Défi 1 - D'après le texte sur le jazz aux Dervallières, en quelle année le label Yolk a-t-il été créé ?

Passage donné -
Boisseau et son équipe ont créé là un précédent.
Ce que j’espère, c’est que ce modèle ne se cantonnera pas à Nantes, mais qu’il se développera ailleurs en France et à l’étranger. Déjà des expériences parallèles
sont menées indépendamment par Piotr Turkiewicz Jazztopad (Wroclaw, Pologne) et par Nadine Deventer (anciennement de Jazzwerk Ruhr, Allemagne).
Allons plus loin.
Et voyons jusqu’où nous pouvons aller.
Tom Arthurs,
Septembre 2015
(Traduit de l’anglais par Sophie Richard)
C’est lors d’une aventure spontanée au cœur du vignoble nantais que m’est apparue l’évidence de la proximité.
Des villageois, que nous n’aurions certainement jamais pu attirer dans aucune salle dédiée aux musiques improvisées, ont alors assisté à une sorte de concert inattendu. Une création musicale de l’instant par deux musiciens maîtrisant l’écoute, la réactivité, le sens de la forme, l’émission des sons, sans aucune convention de départ.
Nous jouions dans une caravane : le public avait quasiment les instruments sur les genoux. Par groupe de 10 personnes, toutes les 10 minutes, ces séances se sont succédées. À l’intérieur, une concentration naturelle et intense. Dehors, une pluie de questions dans une ambiance conviviale et détendue.
Ce jour là, il n’a pas été question de jazz ou de musiques improvisées, de telle ou telle référence idiomatique. Nous avons parlé musique, tous ensemble.
Nous avons créé le label Yolk en 1999 avec Alban Darche et Jean-Louis Pommier, poussés par l’envie et le besoin de nous doter d’une base pour nos activités musicales. En 2010, la ville de Nantes décide de soutenir ce modèle alternatif d’édition discographique en proposant à Yolk d’être partie prenante de la première « Fabrique » artistique de la ville, dans une ancienne école du quartier des Dervallières. Participer au projet « Fabrique », c’était vouloir ne pas s’enfermer dans le bâtiment.
J’ai alors entamé un questionnement sur ma présence en tant qu’artiste au sein du quartier. Ici, pas de club de jazz, pas de festival de jazz, pas d’école de jazz… Où et comment transmettre ma passion à un public sans repères ? Comment donner des clés, ouvrir les portes, faire découvrir qui sont les jazzmen de la Fabrique et donner envie de les écouter ?
« 1 salon, 2 musiciens » est une réponse. Une réponse musicale et citoyenne à de ridicules questions d ’étiquettes, celles qui classent et séparent les musiques, les musiciens et, bien sûr, les publics.
Entre 2013 et 2015, j’ai donc rassemblé des habitants et des associations des Dervallières, des musiciens, une photographe et des acteurs de différents secteurs (universitaires, animateurs, agents des services de la ville, enseignants…). Objectif : un cycle de 20 rencontres chez l’habitant, dans les salons d’appartements du quartier.
Les portes ne s’ouvrent pas toutes seules. Il ne faut pas croire que l’on goûte facilement à l’inconnu.
Les choses démarrent lentement. Quelques habitants deviennent moteurs ; l’équipe de quartier, les animateurs des associations s’y impliquent. Les collectivités financent la totalité du projet (environ 20 000 €).

[Entrées de données stockées]
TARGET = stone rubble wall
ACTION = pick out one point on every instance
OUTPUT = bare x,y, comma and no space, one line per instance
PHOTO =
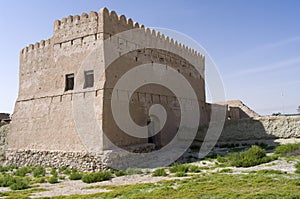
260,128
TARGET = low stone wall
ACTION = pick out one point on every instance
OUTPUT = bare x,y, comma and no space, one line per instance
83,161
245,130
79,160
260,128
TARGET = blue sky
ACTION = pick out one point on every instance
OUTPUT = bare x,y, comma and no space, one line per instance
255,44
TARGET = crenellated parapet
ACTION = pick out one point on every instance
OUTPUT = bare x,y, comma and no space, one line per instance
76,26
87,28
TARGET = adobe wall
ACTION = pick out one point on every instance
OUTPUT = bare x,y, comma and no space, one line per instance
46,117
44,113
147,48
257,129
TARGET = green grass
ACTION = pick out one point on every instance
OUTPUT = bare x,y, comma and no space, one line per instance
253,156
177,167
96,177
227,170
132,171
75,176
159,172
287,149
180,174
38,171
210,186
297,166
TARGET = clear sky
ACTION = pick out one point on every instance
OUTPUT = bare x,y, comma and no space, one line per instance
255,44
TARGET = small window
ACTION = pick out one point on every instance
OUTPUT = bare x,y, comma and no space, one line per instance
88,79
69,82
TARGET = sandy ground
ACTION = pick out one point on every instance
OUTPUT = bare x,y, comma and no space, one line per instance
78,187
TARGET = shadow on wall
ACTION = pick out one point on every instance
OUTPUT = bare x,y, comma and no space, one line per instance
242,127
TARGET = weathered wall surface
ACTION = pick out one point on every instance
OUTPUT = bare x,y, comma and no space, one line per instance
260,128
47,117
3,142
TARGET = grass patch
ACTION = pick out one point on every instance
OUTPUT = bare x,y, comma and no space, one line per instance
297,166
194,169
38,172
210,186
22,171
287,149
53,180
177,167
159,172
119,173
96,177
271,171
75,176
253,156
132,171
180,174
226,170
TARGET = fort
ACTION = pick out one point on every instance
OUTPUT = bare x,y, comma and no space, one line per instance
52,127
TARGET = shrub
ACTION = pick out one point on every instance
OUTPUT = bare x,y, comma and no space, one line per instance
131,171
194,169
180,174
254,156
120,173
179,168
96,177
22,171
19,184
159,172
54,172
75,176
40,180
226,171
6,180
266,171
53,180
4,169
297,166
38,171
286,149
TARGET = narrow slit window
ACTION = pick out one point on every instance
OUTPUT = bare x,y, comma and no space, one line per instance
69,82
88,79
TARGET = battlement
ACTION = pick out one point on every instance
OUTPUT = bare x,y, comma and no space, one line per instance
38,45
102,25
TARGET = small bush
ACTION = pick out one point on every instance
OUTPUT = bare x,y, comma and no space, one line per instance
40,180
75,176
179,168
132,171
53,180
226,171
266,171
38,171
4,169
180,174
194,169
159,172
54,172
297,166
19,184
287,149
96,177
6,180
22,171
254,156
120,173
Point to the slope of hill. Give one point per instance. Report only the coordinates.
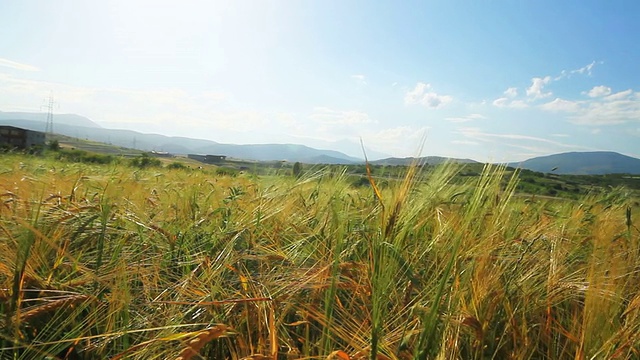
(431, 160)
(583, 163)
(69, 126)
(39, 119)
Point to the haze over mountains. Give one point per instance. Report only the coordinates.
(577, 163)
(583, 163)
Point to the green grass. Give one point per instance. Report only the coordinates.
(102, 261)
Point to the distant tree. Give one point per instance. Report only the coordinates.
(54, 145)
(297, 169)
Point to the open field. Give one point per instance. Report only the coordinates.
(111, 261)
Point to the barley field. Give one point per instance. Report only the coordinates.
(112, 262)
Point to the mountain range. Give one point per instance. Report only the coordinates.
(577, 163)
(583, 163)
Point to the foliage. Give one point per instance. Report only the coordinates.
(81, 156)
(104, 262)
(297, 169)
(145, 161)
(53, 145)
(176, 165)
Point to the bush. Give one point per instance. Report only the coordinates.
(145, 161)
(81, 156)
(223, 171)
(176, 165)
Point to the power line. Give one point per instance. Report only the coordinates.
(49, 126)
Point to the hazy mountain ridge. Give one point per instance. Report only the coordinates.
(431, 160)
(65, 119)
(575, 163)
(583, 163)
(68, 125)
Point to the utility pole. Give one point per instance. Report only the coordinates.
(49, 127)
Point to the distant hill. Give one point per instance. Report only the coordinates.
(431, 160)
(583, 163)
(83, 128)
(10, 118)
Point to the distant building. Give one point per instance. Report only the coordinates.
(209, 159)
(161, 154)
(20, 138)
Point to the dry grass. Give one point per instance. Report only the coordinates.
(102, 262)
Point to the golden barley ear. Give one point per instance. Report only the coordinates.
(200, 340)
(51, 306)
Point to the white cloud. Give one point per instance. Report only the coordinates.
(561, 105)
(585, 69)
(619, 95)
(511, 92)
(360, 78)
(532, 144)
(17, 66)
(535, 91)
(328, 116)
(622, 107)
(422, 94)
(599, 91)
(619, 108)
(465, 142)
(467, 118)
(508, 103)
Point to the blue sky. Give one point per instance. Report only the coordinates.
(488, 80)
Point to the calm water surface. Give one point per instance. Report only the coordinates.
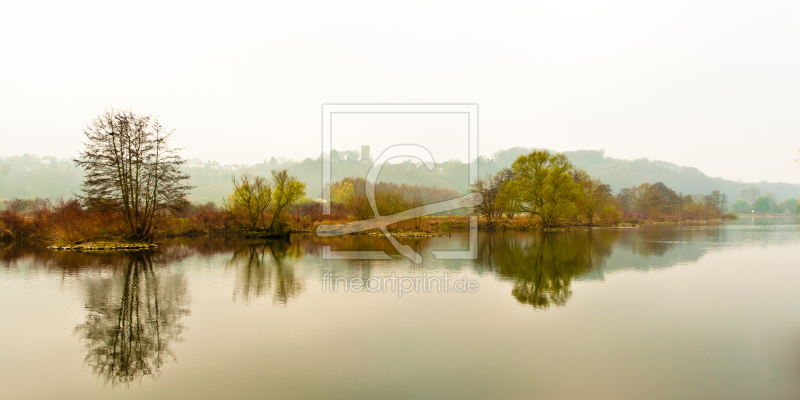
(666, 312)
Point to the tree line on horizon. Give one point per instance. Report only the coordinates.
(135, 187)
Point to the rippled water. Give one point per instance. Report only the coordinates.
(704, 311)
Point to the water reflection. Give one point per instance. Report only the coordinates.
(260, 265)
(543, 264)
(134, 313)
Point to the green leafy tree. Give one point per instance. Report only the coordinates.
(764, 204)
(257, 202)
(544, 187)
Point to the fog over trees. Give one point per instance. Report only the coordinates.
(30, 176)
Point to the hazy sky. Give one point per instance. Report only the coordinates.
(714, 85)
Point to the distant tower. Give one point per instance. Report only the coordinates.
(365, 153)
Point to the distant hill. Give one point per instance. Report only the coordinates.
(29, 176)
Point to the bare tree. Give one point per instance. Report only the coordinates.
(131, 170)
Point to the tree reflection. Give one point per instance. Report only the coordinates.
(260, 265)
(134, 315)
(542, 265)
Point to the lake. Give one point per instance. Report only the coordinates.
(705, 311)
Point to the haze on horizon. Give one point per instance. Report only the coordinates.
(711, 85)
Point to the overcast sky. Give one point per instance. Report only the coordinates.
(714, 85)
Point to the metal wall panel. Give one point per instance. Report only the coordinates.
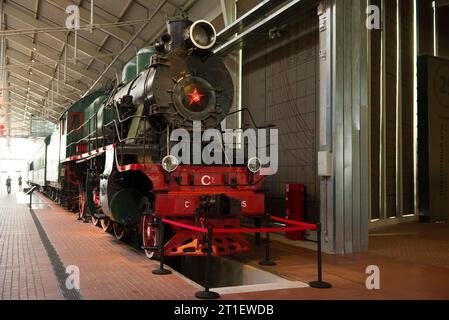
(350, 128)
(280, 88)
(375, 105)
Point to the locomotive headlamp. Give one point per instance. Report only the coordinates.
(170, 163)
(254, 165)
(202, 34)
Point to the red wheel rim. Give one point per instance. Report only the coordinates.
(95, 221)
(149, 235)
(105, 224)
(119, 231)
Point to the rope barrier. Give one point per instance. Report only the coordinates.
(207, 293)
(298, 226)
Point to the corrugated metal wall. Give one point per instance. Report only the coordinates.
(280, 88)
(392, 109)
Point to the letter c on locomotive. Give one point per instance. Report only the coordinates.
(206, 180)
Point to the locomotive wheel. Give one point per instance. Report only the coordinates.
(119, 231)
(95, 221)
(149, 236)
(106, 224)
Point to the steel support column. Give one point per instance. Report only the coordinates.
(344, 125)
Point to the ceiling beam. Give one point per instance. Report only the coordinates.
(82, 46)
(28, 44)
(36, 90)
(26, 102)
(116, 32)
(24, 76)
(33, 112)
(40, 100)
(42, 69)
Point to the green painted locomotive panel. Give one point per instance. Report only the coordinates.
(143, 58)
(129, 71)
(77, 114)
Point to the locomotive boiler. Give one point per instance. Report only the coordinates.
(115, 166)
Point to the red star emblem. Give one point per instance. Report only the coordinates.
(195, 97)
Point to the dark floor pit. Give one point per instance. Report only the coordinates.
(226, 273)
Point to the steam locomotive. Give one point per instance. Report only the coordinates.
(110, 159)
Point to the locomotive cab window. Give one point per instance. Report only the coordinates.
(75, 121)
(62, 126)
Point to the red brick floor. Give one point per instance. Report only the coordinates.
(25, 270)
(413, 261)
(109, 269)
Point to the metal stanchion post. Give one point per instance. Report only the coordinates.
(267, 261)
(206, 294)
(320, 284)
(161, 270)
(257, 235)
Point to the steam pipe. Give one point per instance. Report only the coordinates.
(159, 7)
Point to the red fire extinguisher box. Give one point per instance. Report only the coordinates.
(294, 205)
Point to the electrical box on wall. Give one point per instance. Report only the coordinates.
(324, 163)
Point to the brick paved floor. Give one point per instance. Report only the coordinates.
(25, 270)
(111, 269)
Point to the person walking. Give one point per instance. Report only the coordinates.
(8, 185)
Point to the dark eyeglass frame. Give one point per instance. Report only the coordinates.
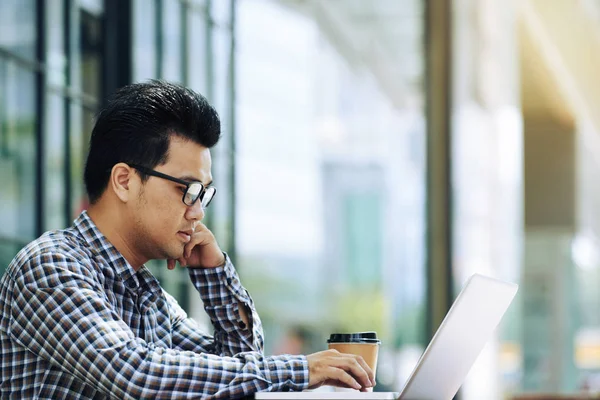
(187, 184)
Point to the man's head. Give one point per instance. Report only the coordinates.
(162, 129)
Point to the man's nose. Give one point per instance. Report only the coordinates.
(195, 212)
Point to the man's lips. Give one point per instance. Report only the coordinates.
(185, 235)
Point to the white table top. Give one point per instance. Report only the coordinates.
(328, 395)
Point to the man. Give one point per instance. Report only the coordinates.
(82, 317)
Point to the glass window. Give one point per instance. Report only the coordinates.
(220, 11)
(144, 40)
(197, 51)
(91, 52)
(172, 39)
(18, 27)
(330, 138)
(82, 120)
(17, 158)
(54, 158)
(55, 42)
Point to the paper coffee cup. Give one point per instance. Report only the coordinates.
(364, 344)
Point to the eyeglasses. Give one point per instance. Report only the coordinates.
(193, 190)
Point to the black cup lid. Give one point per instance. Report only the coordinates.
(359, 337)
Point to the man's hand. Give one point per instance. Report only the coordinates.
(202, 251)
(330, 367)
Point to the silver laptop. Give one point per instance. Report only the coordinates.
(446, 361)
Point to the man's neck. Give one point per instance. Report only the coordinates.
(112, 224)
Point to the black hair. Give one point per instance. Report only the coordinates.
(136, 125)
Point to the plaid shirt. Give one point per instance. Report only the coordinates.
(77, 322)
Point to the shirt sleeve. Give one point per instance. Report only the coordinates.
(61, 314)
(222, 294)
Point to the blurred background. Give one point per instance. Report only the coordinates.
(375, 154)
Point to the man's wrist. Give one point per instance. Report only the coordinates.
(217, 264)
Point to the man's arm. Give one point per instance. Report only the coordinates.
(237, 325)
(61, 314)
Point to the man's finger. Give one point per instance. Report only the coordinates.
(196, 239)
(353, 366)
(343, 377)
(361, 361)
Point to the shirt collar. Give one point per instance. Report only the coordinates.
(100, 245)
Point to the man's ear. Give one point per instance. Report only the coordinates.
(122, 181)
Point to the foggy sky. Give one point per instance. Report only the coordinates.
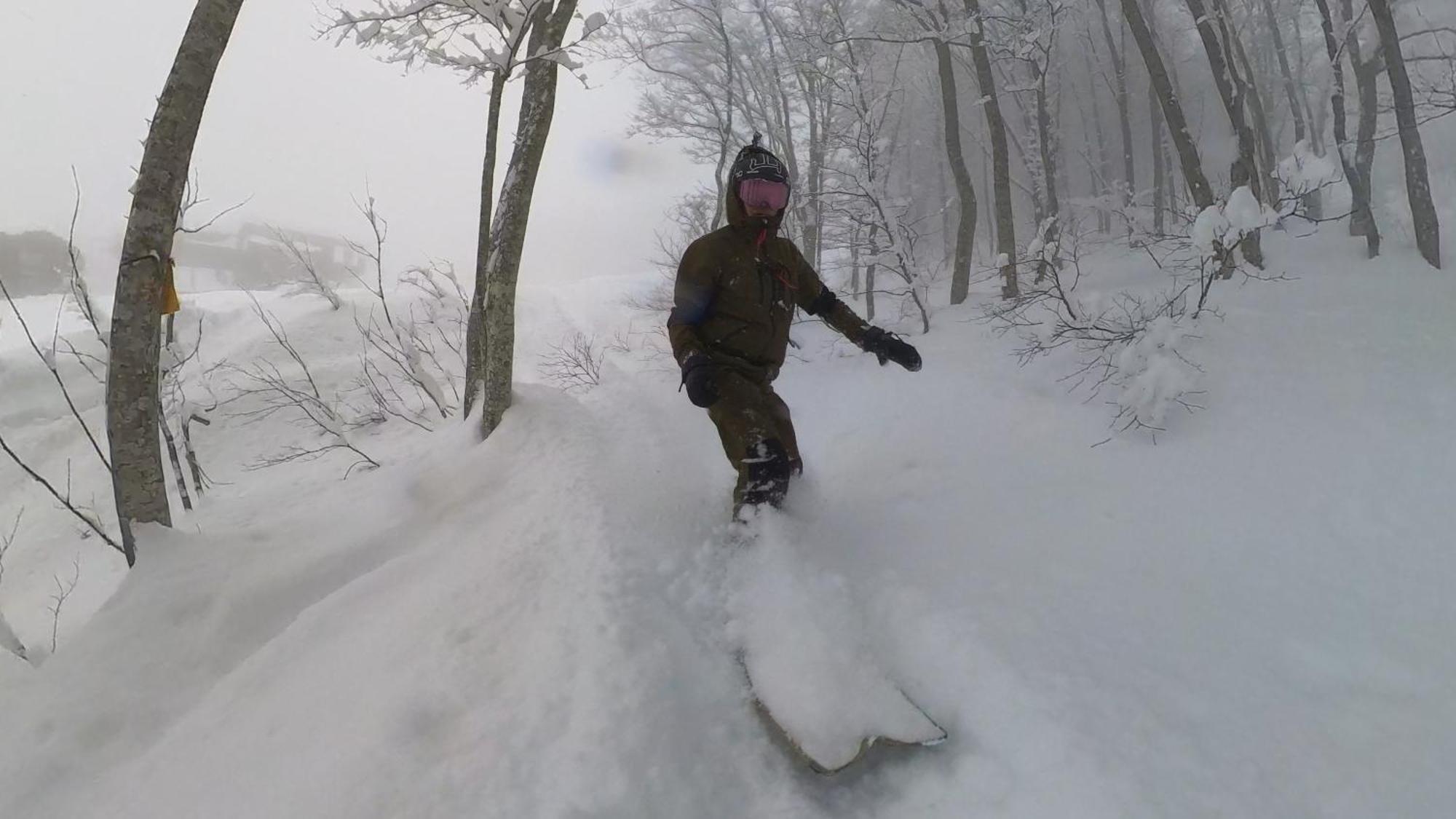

Défi 2 - Dans les entrées de données stockées, redimensionnez les lignes situées entre celle qui contient « Point to the paper » et la fin de ces entrées, bornes incluses. Reprenez-les toutes, consignes comprises, en multipliant chaque coordonnée des réponses par 0,75 et en l'arrondissant à l'entier le plus proche (les demis vers le haut), sans reproduire les images.

Solution proposée 1 - Le label Yolk a été créé en 1999.

Solution proposée 2 -
Point to the paper coffee cup. Give one point per instance. Report only the coordinates.
(273, 258)
Point to the eyeglasses. Give one point per instance. Report only the coordinates.
(145, 143)
Point to the black cup lid. Give one point per instance. Report only the coordinates.
(269, 253)
Point to the man's hand. Give one point per instance. Report only the coordinates.
(152, 188)
(248, 275)
Point to the silver laptop. Give one point per instance. Report only the coordinates.
(335, 271)
Point to the man's neck. Give one point per instance. Report only the coordinates.
(84, 168)
Point to the black hair. Give one point per instance. Report only the coordinates.
(102, 94)
Point to the plaid shirt. Give one point per instance. Report only the coordinates.
(58, 242)
Point to the shirt sleeve. Give one point per instance. Report only the coordinates.
(46, 236)
(167, 221)
Point to the blurred background. Give one point per instance. Report only the coordinates.
(281, 116)
Point to the man's wrist. Give one point per instance. Report only the coordinates.
(163, 198)
Point to the man's arm. Give one point per instance. Report only the coordinates.
(178, 244)
(46, 236)
Point to the man's finger. Give one point per instance. Report only the coordinates.
(147, 179)
(265, 275)
(257, 283)
(271, 271)
Point to the shirt collar. Give one point per instance. Report only the coordinates.
(75, 184)
Point to the man's ear. Give one point per instance. Report only the coordinates.
(92, 136)
Point to the foggy sky. Give one point per instance. Report only the coordinates.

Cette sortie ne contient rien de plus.